Отрывок.
○ ○ ○

Ни о чем не вспоминаю я с такой светлой и тихой радостью, как об этих днях загнанной и нервной работы в комнате убогой коммуналки. Я так мало умел в литературной работе, что даже скромная беллетристическая лихость моего еще банального, но пригожего и ловкого пера приводила меня в эйфорический восторг. Каждая метафора приносила лестное ощущение себя в литературе, а громоздкая, но «образная» фраза заставляла меня ликовать. Я до сих пор люблю ту, процитированную только что фразу про цилиндр Домье, хотя давно понял, насколько эта метафора дурновкусна и претенциозна. Люблю потому, что помню тогдашнюю свою детскую самодовольную иллюзию «власти над словом», главное – свободы от научной фразеологии. И еще это наслаждение сотворением Парижа – ведь я реализовывал все свои гордые и смутные детские мечтания, укреплял их знанием и описывал как виденные в жизни!

○ ○ ○

Исходные материалы.
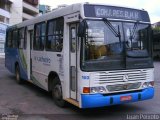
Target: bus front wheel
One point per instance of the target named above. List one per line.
(57, 93)
(18, 78)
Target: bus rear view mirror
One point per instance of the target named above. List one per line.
(82, 29)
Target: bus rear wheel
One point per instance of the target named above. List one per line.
(17, 72)
(57, 93)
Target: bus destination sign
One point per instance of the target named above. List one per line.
(114, 12)
(111, 12)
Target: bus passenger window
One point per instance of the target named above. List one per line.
(54, 40)
(39, 38)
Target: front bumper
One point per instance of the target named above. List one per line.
(98, 100)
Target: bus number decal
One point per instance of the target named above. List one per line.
(85, 77)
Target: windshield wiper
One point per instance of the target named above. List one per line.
(113, 29)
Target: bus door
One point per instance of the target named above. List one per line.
(73, 60)
(29, 44)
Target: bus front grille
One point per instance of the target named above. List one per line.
(119, 76)
(119, 87)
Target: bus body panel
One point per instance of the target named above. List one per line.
(36, 66)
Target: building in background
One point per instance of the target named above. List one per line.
(23, 10)
(3, 28)
(13, 12)
(44, 9)
(5, 11)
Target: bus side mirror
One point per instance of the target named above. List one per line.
(82, 29)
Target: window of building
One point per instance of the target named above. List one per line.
(39, 37)
(55, 35)
(15, 39)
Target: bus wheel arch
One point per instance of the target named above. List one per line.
(55, 87)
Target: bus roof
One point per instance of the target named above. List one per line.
(62, 12)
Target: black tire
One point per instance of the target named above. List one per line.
(17, 73)
(57, 93)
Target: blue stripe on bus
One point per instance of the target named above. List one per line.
(98, 100)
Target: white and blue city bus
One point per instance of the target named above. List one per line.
(89, 55)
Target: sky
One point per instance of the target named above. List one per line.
(152, 6)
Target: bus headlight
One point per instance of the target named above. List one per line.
(148, 84)
(99, 89)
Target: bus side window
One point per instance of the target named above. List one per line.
(39, 36)
(9, 39)
(55, 35)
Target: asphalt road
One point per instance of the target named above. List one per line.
(28, 102)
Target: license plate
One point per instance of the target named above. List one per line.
(126, 98)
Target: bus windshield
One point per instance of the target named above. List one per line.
(102, 49)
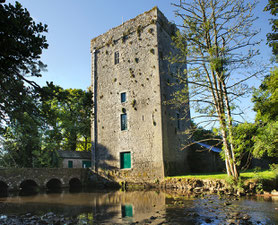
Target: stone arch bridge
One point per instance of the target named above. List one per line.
(16, 179)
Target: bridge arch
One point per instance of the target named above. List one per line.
(54, 184)
(75, 183)
(28, 186)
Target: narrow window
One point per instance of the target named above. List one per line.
(117, 57)
(178, 121)
(123, 97)
(123, 121)
(86, 164)
(127, 211)
(125, 160)
(70, 164)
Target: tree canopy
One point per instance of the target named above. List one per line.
(217, 43)
(272, 38)
(21, 44)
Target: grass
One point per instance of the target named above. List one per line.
(265, 175)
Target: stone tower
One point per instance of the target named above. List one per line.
(135, 136)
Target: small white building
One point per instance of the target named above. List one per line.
(75, 159)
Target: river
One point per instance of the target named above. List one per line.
(136, 207)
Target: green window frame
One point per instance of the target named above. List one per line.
(70, 164)
(123, 121)
(125, 160)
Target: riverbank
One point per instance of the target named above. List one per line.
(137, 207)
(249, 184)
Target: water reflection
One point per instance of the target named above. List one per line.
(144, 207)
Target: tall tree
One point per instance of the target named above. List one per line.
(272, 38)
(265, 100)
(68, 113)
(216, 41)
(21, 44)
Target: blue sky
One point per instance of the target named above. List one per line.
(72, 24)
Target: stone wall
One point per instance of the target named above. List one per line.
(15, 176)
(150, 136)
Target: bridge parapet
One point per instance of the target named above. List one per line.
(14, 177)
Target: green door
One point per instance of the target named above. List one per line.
(70, 164)
(125, 160)
(86, 164)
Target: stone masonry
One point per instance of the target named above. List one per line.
(130, 82)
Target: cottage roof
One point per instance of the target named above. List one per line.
(209, 147)
(74, 154)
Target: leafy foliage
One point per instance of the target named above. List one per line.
(272, 38)
(68, 112)
(266, 105)
(63, 124)
(21, 44)
(217, 43)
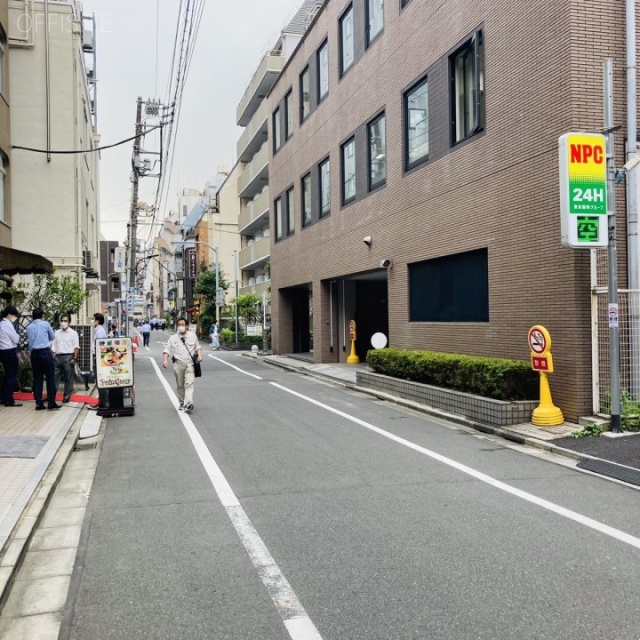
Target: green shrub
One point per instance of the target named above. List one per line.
(497, 378)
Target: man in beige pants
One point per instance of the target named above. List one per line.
(182, 347)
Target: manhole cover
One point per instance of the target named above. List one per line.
(85, 447)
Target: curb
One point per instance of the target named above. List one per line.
(15, 548)
(542, 445)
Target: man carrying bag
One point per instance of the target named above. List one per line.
(186, 354)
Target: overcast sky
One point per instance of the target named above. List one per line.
(233, 36)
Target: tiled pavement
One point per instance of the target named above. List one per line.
(24, 488)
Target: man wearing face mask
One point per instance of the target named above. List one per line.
(9, 356)
(182, 347)
(66, 349)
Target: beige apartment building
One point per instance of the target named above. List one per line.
(252, 113)
(413, 179)
(54, 197)
(5, 129)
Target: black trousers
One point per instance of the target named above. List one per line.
(43, 367)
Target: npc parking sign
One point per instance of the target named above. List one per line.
(583, 190)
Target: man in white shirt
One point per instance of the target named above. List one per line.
(182, 347)
(66, 349)
(9, 340)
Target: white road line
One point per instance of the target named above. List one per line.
(246, 373)
(293, 614)
(545, 504)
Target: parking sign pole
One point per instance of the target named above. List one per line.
(612, 251)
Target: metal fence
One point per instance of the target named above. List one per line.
(629, 336)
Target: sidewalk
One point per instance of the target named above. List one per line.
(617, 458)
(34, 446)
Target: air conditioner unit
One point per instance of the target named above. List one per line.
(87, 41)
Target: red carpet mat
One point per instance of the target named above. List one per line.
(20, 395)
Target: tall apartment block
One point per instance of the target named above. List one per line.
(413, 178)
(253, 155)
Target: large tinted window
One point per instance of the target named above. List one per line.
(450, 289)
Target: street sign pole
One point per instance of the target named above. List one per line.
(612, 251)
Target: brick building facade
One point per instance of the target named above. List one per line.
(440, 123)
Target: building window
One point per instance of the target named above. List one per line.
(325, 187)
(305, 95)
(291, 212)
(467, 89)
(323, 71)
(3, 48)
(416, 118)
(4, 196)
(276, 130)
(278, 218)
(377, 137)
(347, 49)
(288, 115)
(349, 171)
(450, 289)
(305, 184)
(375, 19)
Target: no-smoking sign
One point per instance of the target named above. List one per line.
(539, 340)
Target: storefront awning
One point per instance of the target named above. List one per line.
(13, 261)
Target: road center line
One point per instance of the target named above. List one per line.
(545, 504)
(253, 375)
(293, 614)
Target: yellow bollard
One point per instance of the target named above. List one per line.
(546, 414)
(353, 358)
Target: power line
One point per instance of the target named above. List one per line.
(75, 151)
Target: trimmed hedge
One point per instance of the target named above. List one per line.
(497, 378)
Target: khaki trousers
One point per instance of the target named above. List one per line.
(184, 381)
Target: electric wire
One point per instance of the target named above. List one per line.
(75, 151)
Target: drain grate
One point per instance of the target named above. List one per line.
(632, 476)
(85, 447)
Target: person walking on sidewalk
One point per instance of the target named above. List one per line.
(145, 329)
(183, 347)
(9, 340)
(66, 349)
(40, 335)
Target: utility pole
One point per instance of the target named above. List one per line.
(612, 251)
(133, 224)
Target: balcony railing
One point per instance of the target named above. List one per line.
(255, 215)
(255, 254)
(263, 79)
(258, 288)
(255, 175)
(254, 134)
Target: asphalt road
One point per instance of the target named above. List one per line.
(284, 507)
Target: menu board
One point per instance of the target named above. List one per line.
(114, 363)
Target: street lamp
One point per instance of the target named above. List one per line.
(188, 241)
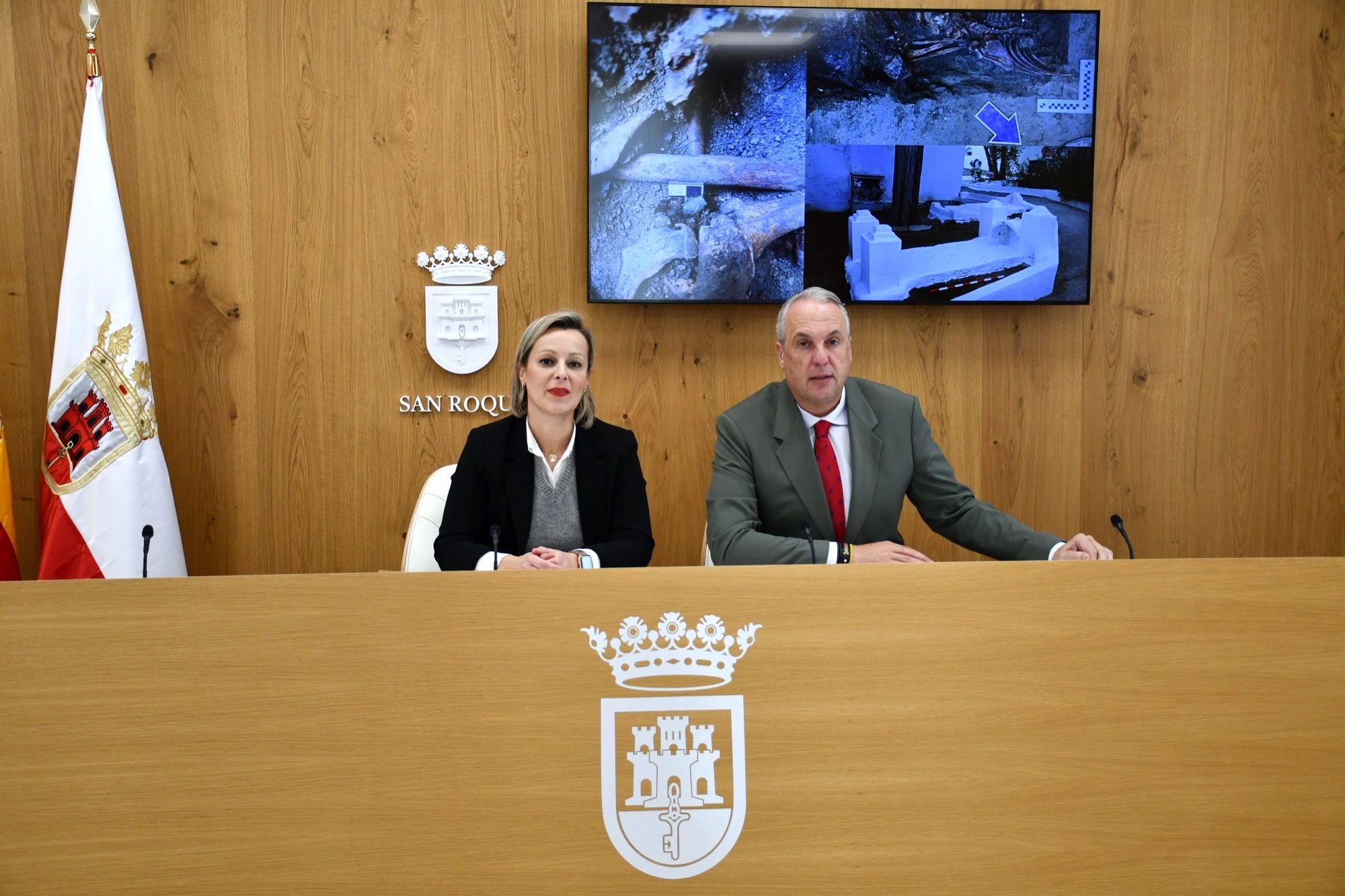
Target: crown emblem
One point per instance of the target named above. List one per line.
(672, 649)
(461, 266)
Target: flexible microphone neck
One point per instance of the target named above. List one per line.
(147, 533)
(1121, 526)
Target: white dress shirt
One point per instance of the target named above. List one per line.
(840, 436)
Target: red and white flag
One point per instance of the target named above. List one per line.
(104, 477)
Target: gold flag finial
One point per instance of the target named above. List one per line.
(89, 15)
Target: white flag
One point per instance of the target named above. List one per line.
(106, 482)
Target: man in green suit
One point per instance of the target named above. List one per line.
(814, 469)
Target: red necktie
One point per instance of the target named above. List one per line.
(827, 456)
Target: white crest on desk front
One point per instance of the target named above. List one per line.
(462, 318)
(675, 767)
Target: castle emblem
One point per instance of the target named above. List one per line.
(675, 767)
(462, 317)
(103, 409)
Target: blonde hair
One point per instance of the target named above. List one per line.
(587, 409)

○ ○ ○

Задания.
(a) Согласуются ли с отрывком о работе в коммуналке следующие утверждения? Ответьте «да» или «нет» и приведите решающие слова из отрывка.
(i) Автор по-прежнему считает метафору про цилиндр Домье удачной.
(ii) Работа шла в комнате коммуналки.
(iii) Каждая метафора давала автору лестное ощущение себя в литературе.
(b) Ответьте по отрывку о работе в коммуналке.
(i) С какой радостью автор вспоминает те дни?
(ii) Свобода от какой фразеологии названа в отрывке главным?
(iii) Какой город автор описывает как сотворенный им?
(c) Напишите продолжение отрывка о работе в коммуналке, начав сразу после его последнего предложения.

Ответы.
(a)
(i) Нет: «давно понял, насколько эта метафора дурновкусна и претенциозна».
(ii) Да: «в комнате убогой коммуналки».
(iii) Да: «Каждая метафора приносила лестное ощущение себя в литературе».

(b)
(i) Со светлой и тихой радостью.
(ii) От научной фразеологии.
(iii) Париж.

(c)
И вот что еще любопытно нынче и странно и плохо понятно. Издательство, для которого я писал, было тогда относительно либеральным, на избыточную идейность не претендовало и никаких политических требований и претензий не высказывало. А вот я, я сам и помыслить не мог, что можно писать текст без обязательных политических книксенов. И не потому, что едва ли не все книги «ЖЗЛ», которые я читал, писались в захлебывающейся, прогрессивной, «партийной» манере. Просто – как хотелось бы мне быть услышанным людьми новых времен! – подобная литература ни авторами, ни читателями и не воображалась без политических корней и воспитательных побегов. Не просто боялись: иначе не напечатают. Но были уверены: иначе не пишут!
Итак, первые (воображаемые!) прогулки по Парижу были совершены.
Сейчас, перелистывая книжку, опубликованную сорок лет назад, я не нахожу в ней вопиющих нелепостей, все основано на усердных штудиях, на книгах и планах, а изобилие общих мест – «сизые платаны» или «гулкие залы Лувра» – все это было, конечно, бессознательными парафразами читанного в чужих книжках.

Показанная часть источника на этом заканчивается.